-- Description of the task --
Reproduce the part of the WIPO panel decision between "WIPO Arbitration and" and "of Belmopan, Belize.", inclusive.

-- Passage shown --

Begin

WIPO Arbitration and Mediation Center
ADMINISTRATIVE PANEL DECISION
Moen Incorporated v. Belize Domain WHOIS Service Lt
Case No. D2007-1253
1. The Parties
The Complainant is Moen Incorporated, North Olmsted, Ohio, United States of America, represented by Calfee, Halter & Griswold, United States of America.
The Respondent is Belize Domain WHOIS Service Lt, City of Belmopan, Belize.
2. The Domain Name and Registrar
The disputed domain name <clevelandfaucetgroup.com> is registered with Intercosmos Media Group d/b/a directNIC.com.

End

-- Collected data --
Begin

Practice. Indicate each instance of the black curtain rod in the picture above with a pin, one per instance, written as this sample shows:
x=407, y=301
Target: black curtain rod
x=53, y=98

End

-- Written solution --
WIPO Arbitration and Mediation Center
ADMINISTRATIVE PANEL DECISION
Moen Incorporated v. Belize Domain WHOIS Service Lt
Case No. D2007-1253
1. The Parties
The Complainant is Moen Incorporated, North Olmsted, Ohio, United States of America, represented by Calfee, Halter & Griswold, United States of America.
The Respondent is Belize Domain WHOIS Service Lt, City of Belmopan, Belize.